Please rescale the part of the records below that opens with the line containing "Mark the dark" and closes with the line containing "point(328, 524)", both included, and give only those lines, requests as well. Multiply every point coordinate in the answers by 2.4 and round each result to a whole number, with halves rounded up.

-- Start of INPUT RECORDS --

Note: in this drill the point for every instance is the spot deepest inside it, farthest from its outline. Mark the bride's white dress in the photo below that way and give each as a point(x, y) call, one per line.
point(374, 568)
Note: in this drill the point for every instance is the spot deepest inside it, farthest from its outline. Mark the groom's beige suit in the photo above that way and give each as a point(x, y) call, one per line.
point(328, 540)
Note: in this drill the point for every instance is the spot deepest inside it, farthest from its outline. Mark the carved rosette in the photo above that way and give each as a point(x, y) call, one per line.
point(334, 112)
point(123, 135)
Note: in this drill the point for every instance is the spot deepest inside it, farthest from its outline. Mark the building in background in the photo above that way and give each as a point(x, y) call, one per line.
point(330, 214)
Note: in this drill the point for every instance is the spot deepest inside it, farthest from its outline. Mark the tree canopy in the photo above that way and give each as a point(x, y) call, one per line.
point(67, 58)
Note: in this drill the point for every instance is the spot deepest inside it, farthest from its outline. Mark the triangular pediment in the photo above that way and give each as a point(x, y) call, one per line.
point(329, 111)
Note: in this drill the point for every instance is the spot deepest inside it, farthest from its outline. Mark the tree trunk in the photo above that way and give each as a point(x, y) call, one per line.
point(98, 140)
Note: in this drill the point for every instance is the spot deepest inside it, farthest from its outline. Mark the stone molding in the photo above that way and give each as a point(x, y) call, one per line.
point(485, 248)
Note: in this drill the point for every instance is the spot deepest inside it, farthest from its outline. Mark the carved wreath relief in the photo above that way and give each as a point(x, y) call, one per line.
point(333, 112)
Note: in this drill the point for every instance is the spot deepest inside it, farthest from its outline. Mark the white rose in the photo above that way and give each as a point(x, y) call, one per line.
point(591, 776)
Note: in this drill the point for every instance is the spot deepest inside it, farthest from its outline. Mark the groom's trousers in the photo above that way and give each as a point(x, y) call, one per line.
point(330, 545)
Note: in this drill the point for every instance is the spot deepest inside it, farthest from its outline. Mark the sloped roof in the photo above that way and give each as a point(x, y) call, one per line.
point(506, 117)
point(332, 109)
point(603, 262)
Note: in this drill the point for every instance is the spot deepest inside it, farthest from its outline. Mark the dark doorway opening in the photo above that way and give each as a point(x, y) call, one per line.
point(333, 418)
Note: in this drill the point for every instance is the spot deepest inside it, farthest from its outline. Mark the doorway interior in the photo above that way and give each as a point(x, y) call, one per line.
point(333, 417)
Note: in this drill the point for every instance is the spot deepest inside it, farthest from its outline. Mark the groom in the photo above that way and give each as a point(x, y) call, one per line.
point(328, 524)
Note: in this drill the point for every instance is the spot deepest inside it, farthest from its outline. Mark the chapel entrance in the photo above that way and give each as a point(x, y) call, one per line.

-- End of INPUT RECORDS --

> _PROBLEM SOLUTION_:
Note: in this drill the point for every instance is the spot deepest inside it, farthest from its outline. Mark the dark doorway opening in the photo above that way and give each as a point(x, y) call, one per line.
point(799, 1003)
Note: in this drill the point for every instance is the spot deepest inside it, farthest from its outline. Mark the doorway interior in the photo above that way and give each as a point(x, y) call, one per line.
point(799, 1001)
Note: in this drill the point for every instance is the spot deepest inside it, farthest from its outline. Mark the groom in the photo above that way and give each as a point(x, y) call, one per line.
point(787, 1258)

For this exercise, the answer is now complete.